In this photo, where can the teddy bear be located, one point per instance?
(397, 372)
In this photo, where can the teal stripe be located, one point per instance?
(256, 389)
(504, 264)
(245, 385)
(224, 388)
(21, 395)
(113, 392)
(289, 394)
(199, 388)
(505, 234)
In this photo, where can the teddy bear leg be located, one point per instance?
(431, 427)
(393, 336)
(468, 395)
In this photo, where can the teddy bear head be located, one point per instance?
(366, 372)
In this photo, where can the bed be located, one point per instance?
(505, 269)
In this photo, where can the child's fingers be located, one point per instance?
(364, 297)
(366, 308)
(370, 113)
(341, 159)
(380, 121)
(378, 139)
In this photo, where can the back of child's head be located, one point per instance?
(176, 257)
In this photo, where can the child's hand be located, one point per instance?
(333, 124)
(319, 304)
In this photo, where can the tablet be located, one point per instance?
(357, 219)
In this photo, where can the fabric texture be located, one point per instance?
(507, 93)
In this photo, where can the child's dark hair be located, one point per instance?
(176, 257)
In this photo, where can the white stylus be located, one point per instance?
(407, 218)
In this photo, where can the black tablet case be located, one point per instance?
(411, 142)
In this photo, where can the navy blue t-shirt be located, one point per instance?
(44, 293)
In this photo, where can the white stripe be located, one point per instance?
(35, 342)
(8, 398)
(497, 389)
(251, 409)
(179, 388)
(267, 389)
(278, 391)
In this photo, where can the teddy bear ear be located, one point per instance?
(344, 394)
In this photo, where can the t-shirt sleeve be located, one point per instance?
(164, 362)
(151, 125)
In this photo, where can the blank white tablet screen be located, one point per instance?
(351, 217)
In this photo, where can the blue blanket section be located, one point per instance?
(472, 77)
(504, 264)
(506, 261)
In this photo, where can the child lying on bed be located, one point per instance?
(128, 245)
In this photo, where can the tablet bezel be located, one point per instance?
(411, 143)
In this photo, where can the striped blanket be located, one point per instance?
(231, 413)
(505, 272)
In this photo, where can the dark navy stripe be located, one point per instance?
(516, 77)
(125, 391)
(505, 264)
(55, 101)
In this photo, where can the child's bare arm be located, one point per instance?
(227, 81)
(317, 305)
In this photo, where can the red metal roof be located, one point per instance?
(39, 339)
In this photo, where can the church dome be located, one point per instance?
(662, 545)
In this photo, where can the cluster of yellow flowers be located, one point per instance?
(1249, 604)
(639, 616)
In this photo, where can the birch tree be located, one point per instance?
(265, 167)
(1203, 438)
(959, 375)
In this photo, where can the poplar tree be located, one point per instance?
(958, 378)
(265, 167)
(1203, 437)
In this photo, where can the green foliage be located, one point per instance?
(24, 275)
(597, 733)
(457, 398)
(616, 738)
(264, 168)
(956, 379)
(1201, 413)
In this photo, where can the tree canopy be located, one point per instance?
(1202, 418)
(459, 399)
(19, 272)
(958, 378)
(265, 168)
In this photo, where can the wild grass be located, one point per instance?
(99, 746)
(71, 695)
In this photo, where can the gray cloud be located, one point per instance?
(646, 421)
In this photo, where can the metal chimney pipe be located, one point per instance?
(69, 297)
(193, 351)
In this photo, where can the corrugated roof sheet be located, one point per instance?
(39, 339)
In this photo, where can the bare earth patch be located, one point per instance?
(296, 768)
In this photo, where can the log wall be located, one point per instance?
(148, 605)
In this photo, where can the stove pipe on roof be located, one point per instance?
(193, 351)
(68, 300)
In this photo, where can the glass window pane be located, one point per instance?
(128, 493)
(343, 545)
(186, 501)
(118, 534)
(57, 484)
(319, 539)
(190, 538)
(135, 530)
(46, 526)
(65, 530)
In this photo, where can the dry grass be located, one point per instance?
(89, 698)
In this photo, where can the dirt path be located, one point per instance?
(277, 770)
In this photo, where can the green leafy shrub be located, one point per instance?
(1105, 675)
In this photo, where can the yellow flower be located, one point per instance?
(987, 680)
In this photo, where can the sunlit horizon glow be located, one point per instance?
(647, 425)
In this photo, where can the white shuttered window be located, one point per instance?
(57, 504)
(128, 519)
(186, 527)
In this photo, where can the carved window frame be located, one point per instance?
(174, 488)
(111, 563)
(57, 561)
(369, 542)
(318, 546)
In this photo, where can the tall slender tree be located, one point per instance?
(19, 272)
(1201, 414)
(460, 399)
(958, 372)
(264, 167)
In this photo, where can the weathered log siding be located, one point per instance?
__________________________________________________
STATED TASK → Please turn the whole listing above into a numbered list, one entry per line, and leave out any blank lines.

EXERCISE RESULT →
1. In this photo, where can the teddy bear be located, one point per instance?
2. (397, 372)
3. In this photo, where can the teal stripe be located, one point per instance?
4. (256, 389)
5. (504, 264)
6. (245, 385)
7. (224, 388)
8. (21, 395)
9. (113, 392)
10. (289, 394)
11. (199, 388)
12. (505, 234)
13. In this photo, where can the teddy bear leg be located, one point per instance?
14. (431, 427)
15. (393, 336)
16. (468, 395)
17. In this photo, where can the teddy bear head be located, one point per instance?
18. (366, 372)
19. In this photo, where can the bed be located, one point per instance?
20. (505, 269)
21. In this photo, where can the child's fingers be located, one point per instance?
22. (364, 297)
23. (366, 308)
24. (370, 113)
25. (341, 159)
26. (380, 121)
27. (378, 139)
28. In this photo, where can the back of child's head be located, one point per instance?
29. (176, 257)
30. In this photo, where can the child's hand be located, one point per instance?
31. (333, 124)
32. (319, 304)
33. In this photo, where can the tablet be located, one point per instance?
34. (357, 219)
35. In this photo, where can the fabric texture be located, one point per instance?
36. (507, 93)
37. In this photo, where can the child's dark hair be located, one point per instance?
38. (176, 257)
39. In this photo, where can the white stylus be located, one point per instance?
40. (407, 218)
41. In this photo, where can the black tablet case be located, one point per instance?
42. (411, 142)
43. In this photo, where can the navy blue t-shirt be located, one point per instance?
44. (44, 293)
45. In this photo, where can the white stripe be located, one point per instance?
46. (35, 342)
47. (8, 398)
48. (497, 389)
49. (251, 409)
50. (179, 388)
51. (267, 389)
52. (278, 391)
53. In this photo, where can the teddy bear ear be located, one point per instance?
54. (344, 394)
55. In this photo, where can the t-shirt sleeve be located, one point per instance?
56. (164, 362)
57. (151, 125)
58. In this photo, where can the blank white tablet screen be located, one point per instance?
59. (351, 217)
60. In this photo, where can the blue blanket section be located, one point per instance?
61. (472, 77)
62. (504, 264)
63. (506, 261)
64. In this photo, where can the child lying on bed be located, one point per instance?
65. (128, 245)
66. In this photo, where can the tablet bezel be located, one point per instance?
67. (411, 143)
68. In this photo, where can the striped blanket be located, one point per instance?
69. (231, 413)
70. (505, 272)
71. In this photo, where can the dark navy stripe be located, one point per instance?
72. (516, 77)
73. (125, 391)
74. (505, 264)
75. (55, 101)
76. In this photo, where can the child's bare arm be located, one point per instance?
77. (227, 81)
78. (317, 305)
79. In this photo, where can the red metal roof be located, one point per instance?
80. (39, 339)
81. In this photo, where can the church dome be located, one point per instance?
82. (662, 545)
83. In this photo, where can the cluster of yellow flowers be located, one point per instance?
84. (1249, 604)
85. (639, 616)
86. In this photo, where can the birch tree be located, one point per instance?
87. (265, 167)
88. (1203, 438)
89. (959, 375)
90. In this photo, where can the poplar tree be located, one point per instance?
91. (958, 378)
92. (265, 167)
93. (1203, 437)
94. In this photo, where can the green foliage be located, one point per instance?
95. (24, 275)
96. (597, 733)
97. (457, 398)
98. (616, 738)
99. (264, 168)
100. (956, 379)
101. (1201, 413)
102. In this photo, where can the tree canopy be located, one point per instance?
103. (1202, 418)
104. (459, 399)
105. (19, 272)
106. (958, 378)
107. (265, 168)
108. In this photo, where can the wild grass be located, one point per instance?
109. (99, 746)
110. (71, 695)
111. In this photo, where can the gray cloud be located, one point per instance?
112. (646, 421)
113. In this photo, where can the metal chimney pipe be located, one point per instance?
114. (69, 297)
115. (193, 351)
116. In this photo, where can the corrugated roof sheet be located, one point per instance?
117. (39, 339)
118. In this photo, where can the bare earth patch be located, one point per instance?
119. (296, 768)
120. In this photo, where can the log wall be located, one point per instance?
121. (148, 605)
122. In this photo, where can the stove pipe on roof be located, one point per instance?
123. (193, 351)
124. (68, 300)
125. In this photo, where can the glass window pane be located, one point per instance?
126. (128, 493)
127. (343, 545)
128. (186, 501)
129. (118, 534)
130. (57, 484)
131. (319, 539)
132. (190, 538)
133. (135, 530)
134. (46, 526)
135. (65, 530)
136. In this photo, where can the dry grass be located, one point per instance?
137. (89, 698)
138. In this photo, where can the dirt path be located, one point per instance?
139. (277, 770)
140. In this photo, where can the green leafy shrub be located, one point per instance?
141. (1105, 675)
142. In this photo, where can the yellow flower be located, one point per instance?
143. (987, 680)
144. In this photo, where can the sunlit horizon glow be located, one point per instance?
145. (647, 425)
146. In this photo, where can the white shuttered window be located, one point per instance?
147. (57, 504)
148. (128, 519)
149. (186, 527)
150. In this photo, where can the carved window frame be located, one point per instance?
151. (174, 488)
152. (111, 563)
153. (57, 561)
154. (369, 542)
155. (318, 546)
156. In this photo, where can the tall slender tree be located, one point per instance?
157. (19, 272)
158. (1201, 414)
159. (460, 399)
160. (958, 372)
161. (264, 167)
162. In this photo, where can the weathered log siding be located, one point per instance?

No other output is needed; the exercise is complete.